___ Document section

10 Screen-Free Activities for the Easter Holidays
10 Screen-Free Activities for the Easter Holidays
Two weeks off school. It sounds glorious - until day three, when the tablets come out and you find yourself Googling “things to do with kids Easter holidays” at 9am. We’ve all been there.
The good news? Keeping the holidays screen-free doesn’t have to mean elaborate craft projects or expensive days out. Most of the best Easter holiday activities need very little setup, cost almost nothing, and can keep children absorbed for far longer than any app.
Here are ten of our favourites - a mix of indoor and outdoor ideas that work for toddlers, preschoolers, and bigger children alike. Save this one for the rainy days (and the sunny ones, too).
1. Set Up a Mud Kitchen
If you have a garden — even a small one — a mud kitchen is the single best thing you can invest in for the holidays. An old table, a few pots and spoons, a bucket of water, and access to soil is all it takes. Children will spend hours “cooking” soups, cakes, and potions, and the mess washes off.
If you want to bring the kitchen magic indoors too, a wooden play kitchen gives children the same role play satisfaction without the mud. Pop on one of our wipe-clean aprons and they’re ready to cook up a storm.
2. Go on a Spring Nature Walk
April is a brilliant time for nature walks. Daffodils, blossom, tadpoles, lambs — there’s so much to spot. Give each child a small bag and challenge them to collect ten natural objects: a feather, a smooth stone, a yellow flower, a piece of bark. When you get home, arrange them on a tray for a nature display or use them in craft.

______
___ Records supplied

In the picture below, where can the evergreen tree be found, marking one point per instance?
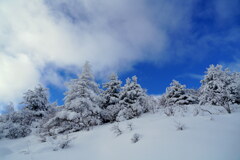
(110, 105)
(37, 99)
(81, 108)
(133, 100)
(217, 87)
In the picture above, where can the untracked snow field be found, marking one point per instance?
(209, 137)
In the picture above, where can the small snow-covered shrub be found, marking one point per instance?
(130, 126)
(135, 138)
(169, 111)
(18, 131)
(61, 142)
(116, 130)
(179, 126)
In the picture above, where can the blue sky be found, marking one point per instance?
(157, 40)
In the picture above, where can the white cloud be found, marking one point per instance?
(112, 35)
(17, 74)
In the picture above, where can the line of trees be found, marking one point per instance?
(86, 105)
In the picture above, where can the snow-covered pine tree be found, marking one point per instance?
(37, 99)
(177, 94)
(36, 108)
(110, 96)
(133, 100)
(216, 88)
(81, 105)
(234, 88)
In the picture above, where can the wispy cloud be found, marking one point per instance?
(112, 35)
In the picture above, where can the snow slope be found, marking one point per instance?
(214, 137)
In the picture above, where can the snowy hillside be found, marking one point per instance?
(204, 137)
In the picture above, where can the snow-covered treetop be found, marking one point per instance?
(36, 99)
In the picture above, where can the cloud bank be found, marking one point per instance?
(112, 35)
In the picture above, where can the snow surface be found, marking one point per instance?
(209, 137)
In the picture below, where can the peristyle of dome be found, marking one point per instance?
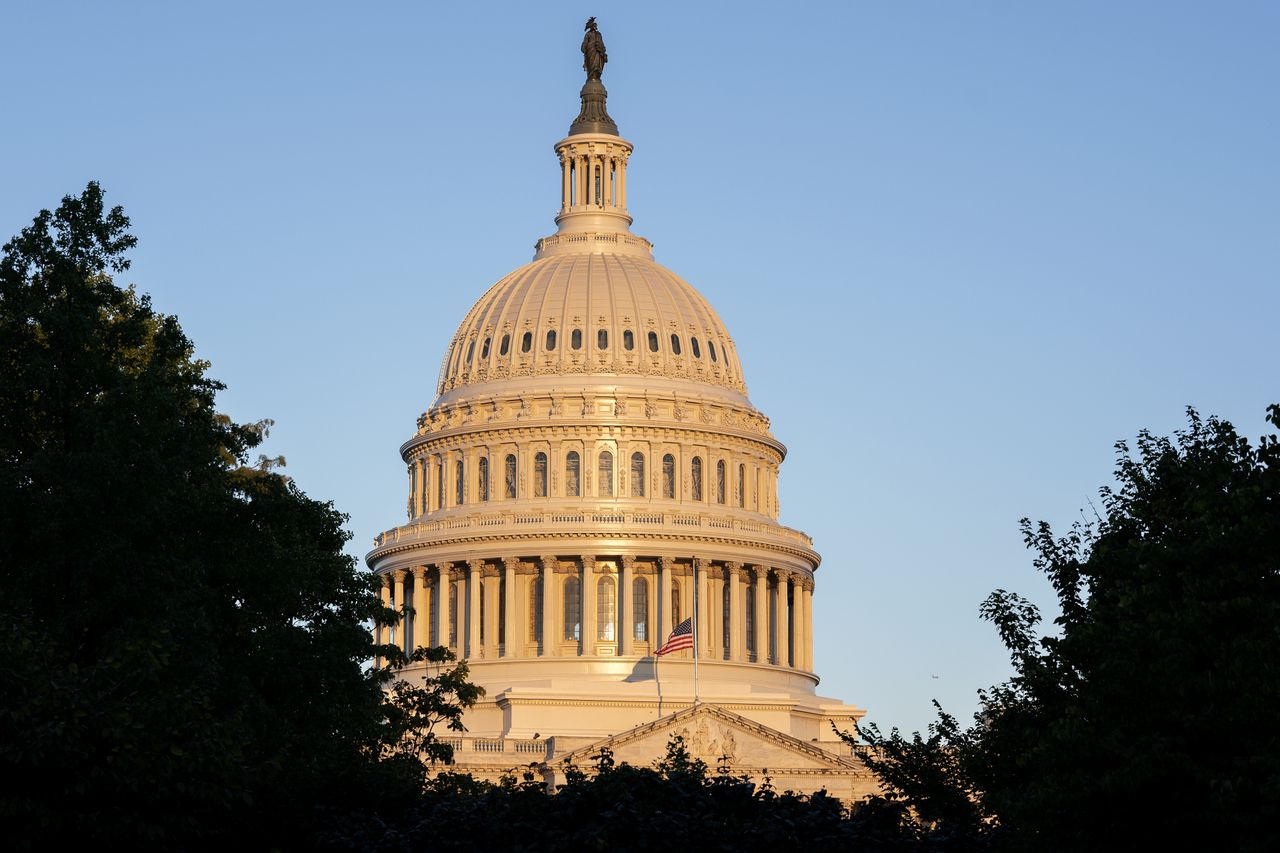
(589, 475)
(589, 315)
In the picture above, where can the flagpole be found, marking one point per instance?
(695, 630)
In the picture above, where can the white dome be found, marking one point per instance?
(592, 315)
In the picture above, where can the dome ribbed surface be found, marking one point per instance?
(525, 325)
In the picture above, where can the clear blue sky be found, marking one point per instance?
(963, 247)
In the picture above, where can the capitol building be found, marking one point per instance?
(590, 473)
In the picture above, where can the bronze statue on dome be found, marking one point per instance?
(593, 51)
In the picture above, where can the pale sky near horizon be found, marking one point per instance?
(961, 247)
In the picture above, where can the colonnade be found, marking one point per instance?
(553, 606)
(593, 179)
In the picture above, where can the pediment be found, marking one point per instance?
(718, 737)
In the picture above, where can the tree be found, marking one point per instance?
(1147, 720)
(182, 638)
(414, 710)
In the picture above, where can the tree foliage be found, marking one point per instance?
(182, 638)
(1147, 719)
(621, 807)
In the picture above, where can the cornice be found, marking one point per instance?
(497, 539)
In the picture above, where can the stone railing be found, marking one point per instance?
(593, 237)
(524, 749)
(598, 520)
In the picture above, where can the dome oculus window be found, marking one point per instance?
(540, 475)
(606, 609)
(604, 470)
(572, 609)
(638, 474)
(640, 610)
(572, 474)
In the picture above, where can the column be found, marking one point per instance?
(626, 629)
(798, 623)
(421, 609)
(401, 597)
(380, 632)
(784, 624)
(622, 183)
(492, 612)
(663, 602)
(588, 606)
(512, 629)
(808, 625)
(551, 638)
(604, 181)
(472, 646)
(716, 605)
(705, 625)
(762, 615)
(566, 173)
(735, 612)
(442, 603)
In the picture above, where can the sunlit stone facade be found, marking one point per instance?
(589, 473)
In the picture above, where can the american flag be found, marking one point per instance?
(681, 637)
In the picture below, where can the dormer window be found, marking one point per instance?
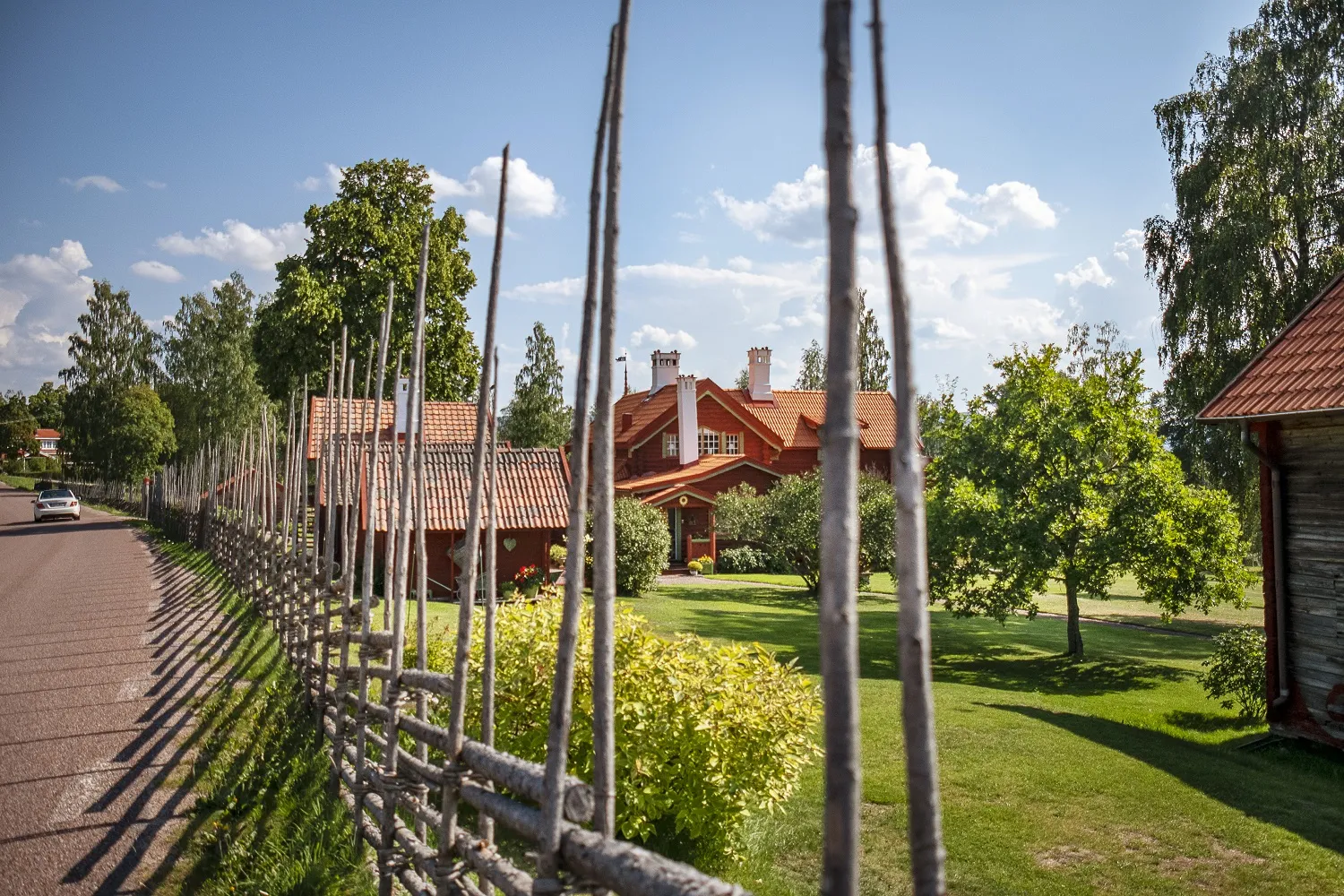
(709, 443)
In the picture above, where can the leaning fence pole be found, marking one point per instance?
(917, 712)
(472, 541)
(839, 579)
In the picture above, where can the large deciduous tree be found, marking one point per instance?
(211, 389)
(363, 239)
(1058, 471)
(1257, 156)
(112, 352)
(537, 417)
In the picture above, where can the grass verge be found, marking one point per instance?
(1107, 775)
(265, 818)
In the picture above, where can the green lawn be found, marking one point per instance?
(1125, 603)
(1110, 775)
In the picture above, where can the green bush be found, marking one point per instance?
(704, 734)
(642, 543)
(742, 560)
(1236, 670)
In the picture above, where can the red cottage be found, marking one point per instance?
(1289, 403)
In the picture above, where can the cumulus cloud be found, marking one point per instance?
(97, 182)
(1086, 271)
(930, 203)
(40, 297)
(241, 244)
(156, 271)
(659, 338)
(530, 194)
(1132, 241)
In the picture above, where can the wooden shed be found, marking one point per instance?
(1289, 403)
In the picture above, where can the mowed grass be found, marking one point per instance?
(1109, 775)
(1125, 603)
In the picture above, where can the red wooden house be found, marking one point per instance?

______

◆ Requests
1. Which month does the Easter holidays article call a brilliant time for nature walks?
2. Write out the Easter holidays article from "Here are ten" to "mess washes off.", swapping "garden" for "backyard".

◆ Written responses
1. April

2.
Here are ten of our favourites - a mix of indoor and outdoor ideas that work for toddlers, preschoolers, and bigger children alike. Save this one for the rainy days (and the sunny ones, too).
1. Set Up a Mud Kitchen
If you have a backyard — even a small one — a mud kitchen is the single best thing you can invest in for the holidays. An old table, a few pots and spoons, a bucket of water, and access to soil is all it takes. Children will spend hours “cooking” soups, cakes, and potions, and the mess washes off.